## READING TEXT
START

I am going to post some pics up tonight or tomorrow so you can see where i stand which isn't much at all lol.

Matt


----------



## Built (Feb 28, 2009)

I've never done an "arm day". 

I published this split - no arm day:  Got Built? » Baby Got Back


----------



## Ngordyn (Feb 28, 2009)

i only do arm days when i bulk,  my arms lag quite a bit if i don't isolate them


----------



## mboley370 (Feb 28, 2009)

Built said:


> I've never done an "arm day".
> 
> I published this split - no arm day:  Got Built? » Baby Got Back



Thanks for all of the responses.  I think some of the workouts in that thread could work out for me.  I am going to use some of them with my workout or atleast try to move it around.

Thanks for all of your responses.

Matt


----------



## mboley370 (Feb 28, 2009)

Ngordyn said:


> i only do arm days when i bulk,  my arms lag quite a bit if i don't isolate them



My arms have never really lacked at all however I never wanted them to either thats why I always though it was a must that you lift them a seperate day.

I guess I looked at to many arnold workouts lol.

Matt


----------



## mboley370 (Feb 28, 2009)

Finally got some pics up in my album.  Dont be to harsh lol it is 1 month of working out.


Matt


----------



## mboley370 (Mar 2, 2009)

Well I still haven't changed my workout, but I am working on it.

I am going to take it one step at a time.  I posted a thread about my bad benching habit and fixed that today, I was bouncing the weight off my chest a little.  I never knew it was going to be so easy to fix it lol.  However my bench went down a bit, but i got a much better pump from the workout.  


Everything I did today was slow and concentrated.
Rep day
Flat bench
135 x 10  Warm up
190 x 8    I was determined to try this weight however because I was doing them slow and concentrated I failed to get 10 and it burnt me out right away.
185 x 8 
185 x 6  Terrible  I was pretty dissapointed here, bad day.

END

## WORK REQUIRED
Continue the workout forum thread about arm days from the point where it stops. The material that comes next is separate from the workout forum thread.

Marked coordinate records
START

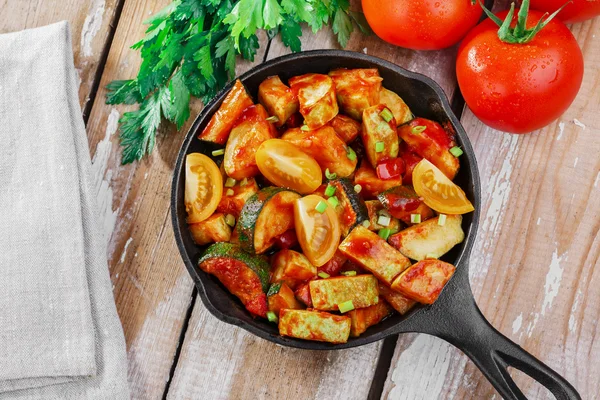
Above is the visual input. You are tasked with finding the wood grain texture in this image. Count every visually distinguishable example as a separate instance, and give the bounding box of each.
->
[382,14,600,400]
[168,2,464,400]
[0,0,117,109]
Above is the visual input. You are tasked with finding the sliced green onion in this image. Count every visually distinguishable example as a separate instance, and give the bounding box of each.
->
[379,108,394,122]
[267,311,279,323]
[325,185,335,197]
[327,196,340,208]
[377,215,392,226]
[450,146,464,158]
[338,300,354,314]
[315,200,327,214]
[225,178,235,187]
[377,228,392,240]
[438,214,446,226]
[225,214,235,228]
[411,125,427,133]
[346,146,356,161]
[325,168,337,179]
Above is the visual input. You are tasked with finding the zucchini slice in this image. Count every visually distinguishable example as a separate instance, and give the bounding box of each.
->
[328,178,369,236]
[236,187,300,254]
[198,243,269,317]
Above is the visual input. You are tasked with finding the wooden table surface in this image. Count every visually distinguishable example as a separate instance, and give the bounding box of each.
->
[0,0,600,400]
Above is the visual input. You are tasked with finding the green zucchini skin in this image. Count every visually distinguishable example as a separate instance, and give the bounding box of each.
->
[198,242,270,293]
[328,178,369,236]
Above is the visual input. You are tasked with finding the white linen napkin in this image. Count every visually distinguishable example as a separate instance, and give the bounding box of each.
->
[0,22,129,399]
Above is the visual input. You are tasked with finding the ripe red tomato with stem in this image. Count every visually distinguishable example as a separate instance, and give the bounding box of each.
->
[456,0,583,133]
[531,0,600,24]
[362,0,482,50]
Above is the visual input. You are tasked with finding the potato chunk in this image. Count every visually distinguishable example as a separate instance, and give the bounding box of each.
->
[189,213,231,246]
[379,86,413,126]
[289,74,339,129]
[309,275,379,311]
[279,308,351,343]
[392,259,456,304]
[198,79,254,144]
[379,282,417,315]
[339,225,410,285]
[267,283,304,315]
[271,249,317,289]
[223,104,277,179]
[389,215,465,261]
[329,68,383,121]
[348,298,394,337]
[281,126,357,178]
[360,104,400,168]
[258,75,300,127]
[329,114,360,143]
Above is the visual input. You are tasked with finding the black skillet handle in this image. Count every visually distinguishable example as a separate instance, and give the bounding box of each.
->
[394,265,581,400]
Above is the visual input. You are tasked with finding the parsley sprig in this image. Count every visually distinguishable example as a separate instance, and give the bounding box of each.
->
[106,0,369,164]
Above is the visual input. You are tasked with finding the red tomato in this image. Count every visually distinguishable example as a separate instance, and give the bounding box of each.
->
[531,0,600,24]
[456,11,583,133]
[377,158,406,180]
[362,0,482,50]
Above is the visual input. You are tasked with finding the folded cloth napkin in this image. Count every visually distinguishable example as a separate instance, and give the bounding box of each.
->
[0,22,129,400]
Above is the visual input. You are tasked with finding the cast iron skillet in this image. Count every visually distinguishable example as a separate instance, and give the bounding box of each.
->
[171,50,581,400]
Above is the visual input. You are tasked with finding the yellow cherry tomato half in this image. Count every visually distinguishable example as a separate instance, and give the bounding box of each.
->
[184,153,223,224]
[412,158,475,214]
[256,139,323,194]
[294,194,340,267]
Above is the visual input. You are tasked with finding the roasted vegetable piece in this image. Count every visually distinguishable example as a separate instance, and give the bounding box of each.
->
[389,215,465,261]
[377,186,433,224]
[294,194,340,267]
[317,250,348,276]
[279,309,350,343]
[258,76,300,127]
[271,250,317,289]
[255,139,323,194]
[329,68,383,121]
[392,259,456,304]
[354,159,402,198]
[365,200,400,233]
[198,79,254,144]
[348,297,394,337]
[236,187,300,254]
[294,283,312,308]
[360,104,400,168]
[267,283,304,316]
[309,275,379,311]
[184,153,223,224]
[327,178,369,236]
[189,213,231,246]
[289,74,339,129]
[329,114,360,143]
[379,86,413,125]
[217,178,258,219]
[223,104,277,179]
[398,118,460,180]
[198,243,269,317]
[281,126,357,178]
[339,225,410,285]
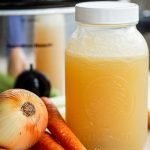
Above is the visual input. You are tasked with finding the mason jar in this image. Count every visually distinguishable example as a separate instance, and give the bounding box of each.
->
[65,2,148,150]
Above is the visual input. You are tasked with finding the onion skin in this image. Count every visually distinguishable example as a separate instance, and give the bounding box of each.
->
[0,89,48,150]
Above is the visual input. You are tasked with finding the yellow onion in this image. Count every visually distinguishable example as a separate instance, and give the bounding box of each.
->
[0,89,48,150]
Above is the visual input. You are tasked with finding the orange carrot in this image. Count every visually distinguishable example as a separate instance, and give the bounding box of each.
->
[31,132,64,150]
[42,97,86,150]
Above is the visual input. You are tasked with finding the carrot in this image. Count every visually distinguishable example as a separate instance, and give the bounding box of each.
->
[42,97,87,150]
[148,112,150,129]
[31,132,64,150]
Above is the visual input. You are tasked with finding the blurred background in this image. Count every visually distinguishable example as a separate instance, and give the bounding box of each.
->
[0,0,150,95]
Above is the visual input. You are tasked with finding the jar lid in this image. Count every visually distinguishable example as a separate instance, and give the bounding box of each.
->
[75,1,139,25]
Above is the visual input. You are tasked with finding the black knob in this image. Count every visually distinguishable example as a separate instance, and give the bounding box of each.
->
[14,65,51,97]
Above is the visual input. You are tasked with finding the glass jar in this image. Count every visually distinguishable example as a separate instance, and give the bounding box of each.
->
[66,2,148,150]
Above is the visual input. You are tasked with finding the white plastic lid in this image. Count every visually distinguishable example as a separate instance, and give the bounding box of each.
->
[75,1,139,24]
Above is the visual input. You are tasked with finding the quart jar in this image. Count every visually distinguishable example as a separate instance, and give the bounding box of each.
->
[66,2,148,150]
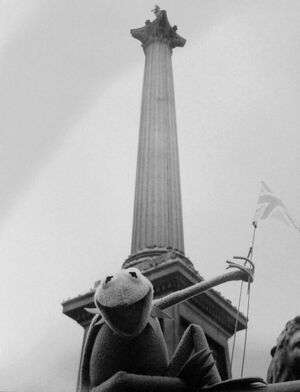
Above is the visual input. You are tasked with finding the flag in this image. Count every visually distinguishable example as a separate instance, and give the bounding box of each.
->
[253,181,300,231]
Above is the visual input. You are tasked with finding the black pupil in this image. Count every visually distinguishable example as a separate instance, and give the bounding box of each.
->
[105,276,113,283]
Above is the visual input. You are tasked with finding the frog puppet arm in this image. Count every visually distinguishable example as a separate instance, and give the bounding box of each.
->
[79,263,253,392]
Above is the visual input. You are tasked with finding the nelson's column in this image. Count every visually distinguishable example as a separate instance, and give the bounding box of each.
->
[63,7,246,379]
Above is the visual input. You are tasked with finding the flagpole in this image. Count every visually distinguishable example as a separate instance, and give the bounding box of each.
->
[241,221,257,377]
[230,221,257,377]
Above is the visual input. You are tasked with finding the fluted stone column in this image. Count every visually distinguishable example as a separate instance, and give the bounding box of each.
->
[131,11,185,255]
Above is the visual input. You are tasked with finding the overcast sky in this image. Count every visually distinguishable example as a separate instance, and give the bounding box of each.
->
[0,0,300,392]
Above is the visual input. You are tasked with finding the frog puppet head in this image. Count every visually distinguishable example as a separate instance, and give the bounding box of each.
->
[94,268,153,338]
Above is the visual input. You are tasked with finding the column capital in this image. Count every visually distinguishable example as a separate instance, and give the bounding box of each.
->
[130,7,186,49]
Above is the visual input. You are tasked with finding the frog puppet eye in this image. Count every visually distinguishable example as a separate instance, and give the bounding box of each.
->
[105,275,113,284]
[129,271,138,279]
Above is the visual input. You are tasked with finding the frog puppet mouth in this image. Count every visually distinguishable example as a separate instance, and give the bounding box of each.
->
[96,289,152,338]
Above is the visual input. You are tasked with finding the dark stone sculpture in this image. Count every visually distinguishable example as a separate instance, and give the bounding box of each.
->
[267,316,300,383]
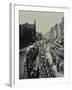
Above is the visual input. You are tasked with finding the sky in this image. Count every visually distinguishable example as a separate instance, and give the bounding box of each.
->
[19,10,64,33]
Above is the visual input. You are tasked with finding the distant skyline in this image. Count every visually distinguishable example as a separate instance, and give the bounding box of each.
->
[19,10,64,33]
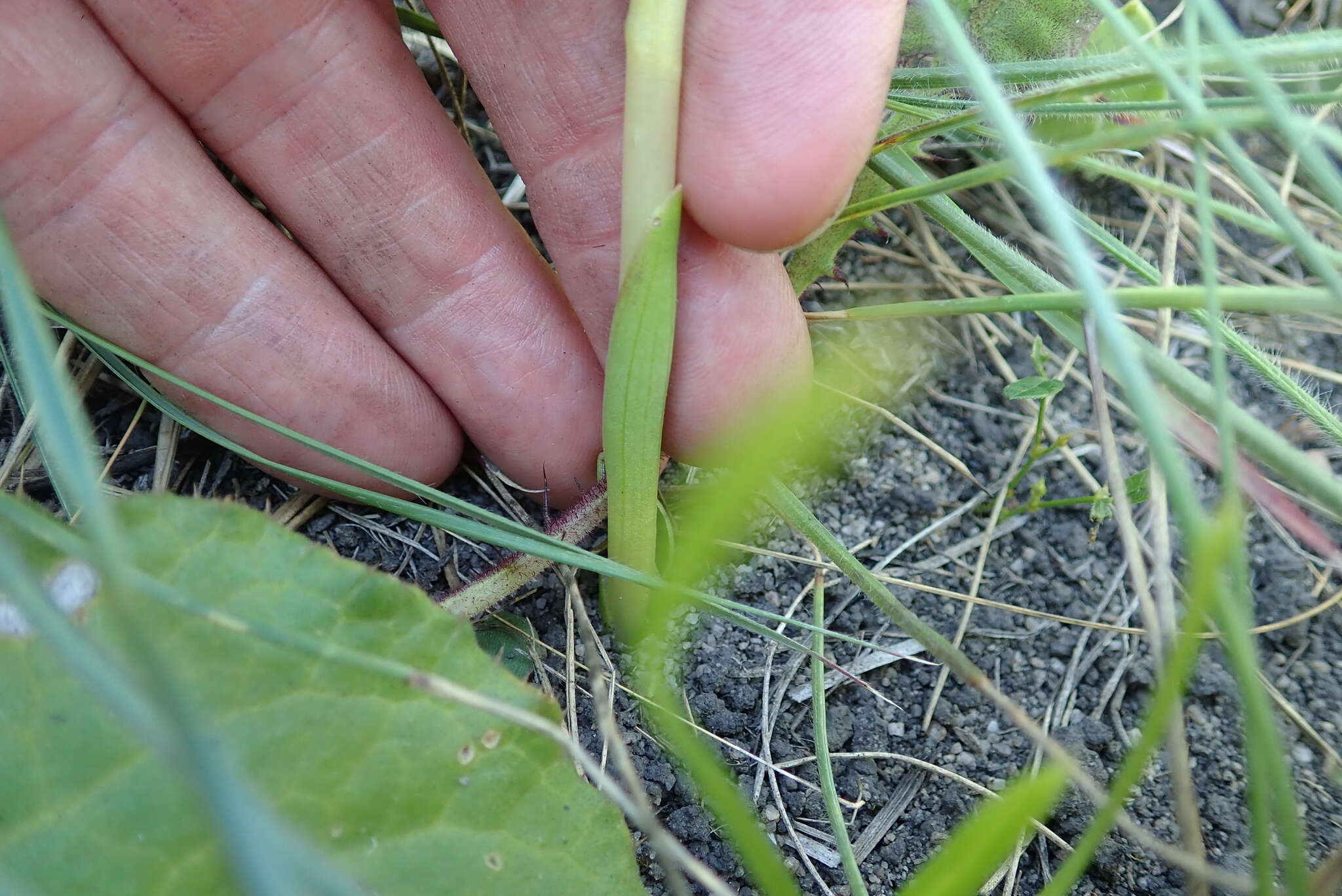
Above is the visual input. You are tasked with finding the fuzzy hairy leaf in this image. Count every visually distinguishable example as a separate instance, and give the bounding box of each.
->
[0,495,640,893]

END

## WRITTEN RESPONSE
135 x 10 slow 

No clue why I went down today, but I did.  I guess its because I was actually doing it correctly.

Incline DB

55 x 7 couldn't get 10 I think I was going to wide like a fly my first set I am not use to doing these yet.
55 x 10
55 x 10

Flat bench butterflies

30 x 10  x 3sets  Very slow and concentrated.


Back

3 exercises 3 sets each at 10 reps per set

I worked them out much harder then I ever have yet.  My back felt pretty pumped tonight.


----------



## Built (Mar 2, 2009)

What back work did you do?


----------



## mboley370 (Mar 2, 2009)

Built said:


> What back work did you do?



Well i will be honest I didn't do free weights yet lol. 

I did

lat pull downs

60 lbs x 10  x 3 sets slowly touching my sternum

60 lbs x 10  x 3 sets slowly seated pully rows

The last exercise I did was a machine also regretably

It helped me the most though, I could feel it very good in my lats.

You sit facing away from the machine and you lock your legs in above you are two handles on the back of the bars you can load up weights.  You pull the bars from above you head out in front of you and into your sides while keeping your chest pressed against a mat.  Its pretty hard


110 x 10
130 x 10
130 x 10


I also done a few ab workouts and thats about it.


----------



## mboley370 (Mar 2, 2009)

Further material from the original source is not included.